Exercise description: Would you transcribe exactly the lines below, starting at the one that contains "For every instance of the shirt collar" and ending with the last line, both included? Leave out all other lines.

(Stored items from a collection)
== Segment start ==
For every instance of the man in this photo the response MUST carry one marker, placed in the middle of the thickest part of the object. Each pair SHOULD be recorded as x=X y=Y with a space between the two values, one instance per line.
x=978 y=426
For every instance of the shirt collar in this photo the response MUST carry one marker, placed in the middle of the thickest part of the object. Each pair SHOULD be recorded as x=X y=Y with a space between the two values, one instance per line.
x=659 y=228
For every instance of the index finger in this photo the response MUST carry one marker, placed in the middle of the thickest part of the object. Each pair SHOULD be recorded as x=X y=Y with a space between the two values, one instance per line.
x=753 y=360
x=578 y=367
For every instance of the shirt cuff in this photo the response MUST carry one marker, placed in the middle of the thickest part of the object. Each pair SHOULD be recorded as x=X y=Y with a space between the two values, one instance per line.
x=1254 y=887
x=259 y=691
== Segment end ==
Response to the exercise:
For every instance of the shirt collar in this photo the response MUST carry one marker, placed in the middle of the thickest part of the object. Each pair SHOULD be recorded as x=X y=Y with a space between the two values, one instance per line.
x=659 y=228
For every instance of the index finger in this photo the response MUST carry one marker, placed in the middle of the thickest part of the object. Each pair SHOULD be recorded as x=X y=Y with a space between the two values, one instance per line.
x=753 y=360
x=578 y=367
For every instance of the shirt cuff in this photo the response MUST carry one marker, placed in the middle of the thickest part of the object. Each pair SHOULD be recorded as x=X y=Y with a space between the two values, one instance per line.
x=1254 y=887
x=259 y=691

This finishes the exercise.